How to complete this task | Repeat these records exactly, pictures excluded.

[Entries taken from a collection]
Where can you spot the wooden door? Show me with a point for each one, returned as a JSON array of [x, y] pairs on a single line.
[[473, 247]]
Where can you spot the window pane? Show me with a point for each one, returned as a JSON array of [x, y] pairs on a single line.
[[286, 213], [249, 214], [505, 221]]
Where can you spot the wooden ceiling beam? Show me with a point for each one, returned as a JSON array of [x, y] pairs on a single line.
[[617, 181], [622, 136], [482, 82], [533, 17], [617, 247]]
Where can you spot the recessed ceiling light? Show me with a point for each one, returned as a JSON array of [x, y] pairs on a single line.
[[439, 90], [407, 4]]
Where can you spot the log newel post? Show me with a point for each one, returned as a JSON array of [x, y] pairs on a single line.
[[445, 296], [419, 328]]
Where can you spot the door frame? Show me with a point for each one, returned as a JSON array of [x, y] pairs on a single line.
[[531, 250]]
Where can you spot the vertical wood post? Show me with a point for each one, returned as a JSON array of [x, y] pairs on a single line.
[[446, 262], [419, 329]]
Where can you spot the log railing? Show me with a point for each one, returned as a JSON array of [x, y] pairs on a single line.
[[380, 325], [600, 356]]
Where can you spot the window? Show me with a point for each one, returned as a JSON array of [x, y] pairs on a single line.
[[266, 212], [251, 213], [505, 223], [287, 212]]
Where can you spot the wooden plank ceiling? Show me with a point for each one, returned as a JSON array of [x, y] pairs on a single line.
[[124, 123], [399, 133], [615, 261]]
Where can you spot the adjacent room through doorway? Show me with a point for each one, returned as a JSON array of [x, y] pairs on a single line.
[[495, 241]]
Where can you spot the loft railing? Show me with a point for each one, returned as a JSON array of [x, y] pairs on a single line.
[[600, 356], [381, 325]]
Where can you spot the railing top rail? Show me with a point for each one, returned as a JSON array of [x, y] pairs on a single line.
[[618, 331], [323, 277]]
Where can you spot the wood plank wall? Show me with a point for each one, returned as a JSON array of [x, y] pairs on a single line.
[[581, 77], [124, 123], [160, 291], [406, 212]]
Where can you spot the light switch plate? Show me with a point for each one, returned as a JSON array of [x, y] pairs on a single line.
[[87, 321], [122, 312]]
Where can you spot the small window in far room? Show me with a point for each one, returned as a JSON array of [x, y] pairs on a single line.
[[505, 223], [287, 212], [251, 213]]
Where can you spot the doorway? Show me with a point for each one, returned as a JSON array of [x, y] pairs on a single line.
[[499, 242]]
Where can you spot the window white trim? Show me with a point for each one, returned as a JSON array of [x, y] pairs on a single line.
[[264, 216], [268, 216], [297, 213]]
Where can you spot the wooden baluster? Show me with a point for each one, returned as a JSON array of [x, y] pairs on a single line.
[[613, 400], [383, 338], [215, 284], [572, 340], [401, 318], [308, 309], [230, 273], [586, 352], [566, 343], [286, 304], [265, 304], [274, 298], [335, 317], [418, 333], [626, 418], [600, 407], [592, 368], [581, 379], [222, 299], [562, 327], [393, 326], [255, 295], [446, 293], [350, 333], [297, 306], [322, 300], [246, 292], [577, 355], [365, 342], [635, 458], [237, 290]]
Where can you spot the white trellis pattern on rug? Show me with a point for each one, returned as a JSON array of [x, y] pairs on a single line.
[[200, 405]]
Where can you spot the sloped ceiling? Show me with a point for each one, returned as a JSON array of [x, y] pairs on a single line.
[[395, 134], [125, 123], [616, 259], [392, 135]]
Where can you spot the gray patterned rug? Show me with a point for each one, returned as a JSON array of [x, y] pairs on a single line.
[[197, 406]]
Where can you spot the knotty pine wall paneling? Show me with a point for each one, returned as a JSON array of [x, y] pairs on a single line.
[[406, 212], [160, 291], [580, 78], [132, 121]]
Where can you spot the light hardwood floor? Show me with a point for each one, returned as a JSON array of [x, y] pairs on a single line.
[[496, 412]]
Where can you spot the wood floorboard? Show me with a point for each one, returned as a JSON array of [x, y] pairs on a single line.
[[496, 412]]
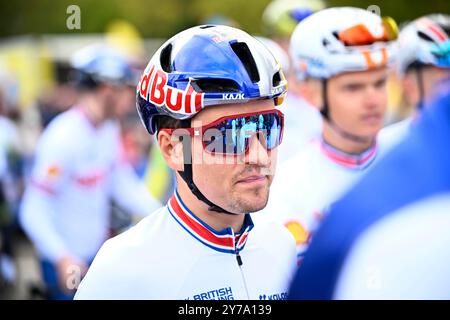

Task answer |
Where can you spot the wooden door? Show me with a point for each one, returned as a JSON array of [x, y] pairs on a single line.
[[473, 247]]
Where can you spot the window pane? Show me with a point for each one, returned as a JSON array of [x, y] pairs on a single line.
[[286, 213], [249, 214], [505, 221]]
Where can you spot the wooden ceiling beam? Show me with a point for each one, returned as a JSON array of [x, y] pairs on a single line.
[[617, 181], [622, 136], [482, 82], [533, 17], [617, 247]]
Where can you spot the recessed ceiling light? Show me with a point for each one, returned as a JSON array of [x, y] pairs on a single line.
[[439, 90], [407, 4]]
Where can you spot the log newel post? Show me with a point for each one, returned as a JSON array of [x, y] pairs on a single line.
[[445, 296], [419, 328]]
Where can you spot the door frame? Show me with a point for each one, returned as a JSON array of [x, y] pairs on a single line.
[[531, 250]]
Where can you spot the vertical wood post? Show me with a point for each one, returned as a JSON array of [x, y] pairs on a single line.
[[446, 262], [419, 329]]
Where can you spot the log railing? Show me with a point for each one, returned as a JSON array of [x, y] pairs on a single line.
[[380, 325], [600, 356]]
Where can you spot the window? Show me with a point for each one, returned as a JSON array of [x, y] pairs on a single line.
[[266, 212], [251, 213], [505, 223], [287, 212]]
Where can you spot the wooden plank ceiling? Show me with a point for each one, returned as a JSON array of [x, y] pairs on a single line.
[[124, 123], [399, 133], [615, 261]]
Where can you spot the adjacent room through doorway? Show me with a point for each one, returned as a JSON array of [x, y] pairs on a single line.
[[495, 241]]
Where can you spot the loft railing? Show me with a point for each one, returned as a JSON array of [x, y] pairs on a single line.
[[600, 356], [381, 325]]
Where can you spot the railing top rail? Show me with a point for each one, returned as a JSON array of [x, y] pairs on a single line.
[[618, 331], [323, 277]]
Where can you spot the wood plank wall? Show me with a point for each one, returned as a JSON array of [x, y] pairs on a single line.
[[581, 77], [124, 123], [160, 291], [406, 212]]
Where can you spot the light switch plate? Show me with a point for each one, returned as a JSON array of [x, y] pairs on a single line.
[[87, 321], [122, 312]]
Where can you spot the small window in far room? Show me with a point for each one, returned as a JSON array of [x, y] pairs on a single line.
[[505, 223], [287, 212], [251, 213]]
Where can you spot the doorway? Show me with a point for each one, returned as a JSON array of [x, y] pairs on a single line.
[[499, 242]]
Where can you spot the window white trim? Show me with a point for each one, returned as a JSON array of [x, y] pairs on a single line.
[[264, 216], [268, 216], [297, 213]]
Where can you spot the wooden baluster? Show me with a point for each one, returned as a JSON array of [x, y] pairs on a single line.
[[613, 400], [383, 338], [215, 284], [572, 340], [401, 318], [308, 309], [230, 273], [586, 352], [566, 343], [286, 304], [265, 304], [274, 298], [335, 317], [418, 333], [626, 418], [600, 407], [592, 368], [581, 379], [222, 299], [562, 327], [393, 326], [255, 295], [446, 293], [350, 333], [297, 306], [322, 300], [246, 292], [577, 355], [365, 342], [635, 458], [237, 290]]
Where can you spot the white trellis pattern on rug? Show me with a point for each one, returned as a JSON array of [x, y] pairs on a single line.
[[200, 405]]
Where can you spot the sloped ceiling? Show me with a point for each one, returned as a JSON array of [x, y] pairs on a single line.
[[395, 134], [125, 123], [616, 259], [392, 135]]
Where can you spot the gray patterned rug? Show me with a point for each one, returned as a JSON array of [x, y] pairs on a single line.
[[197, 406]]
Where can you spot the knotty pine wall paneling? Show me with a point for each one, returned as a JSON array of [x, y] pairs on a single line.
[[406, 212], [160, 291], [580, 78], [132, 121]]
Where can you spot the light hardwood floor? Show me with a point for each one, returned as a JSON array of [x, y] pairs on a single line.
[[496, 412]]
Where can you spot the wood floorboard? Show me with a point for each one, returned as a JSON array of [x, y] pairs on a single line.
[[496, 412]]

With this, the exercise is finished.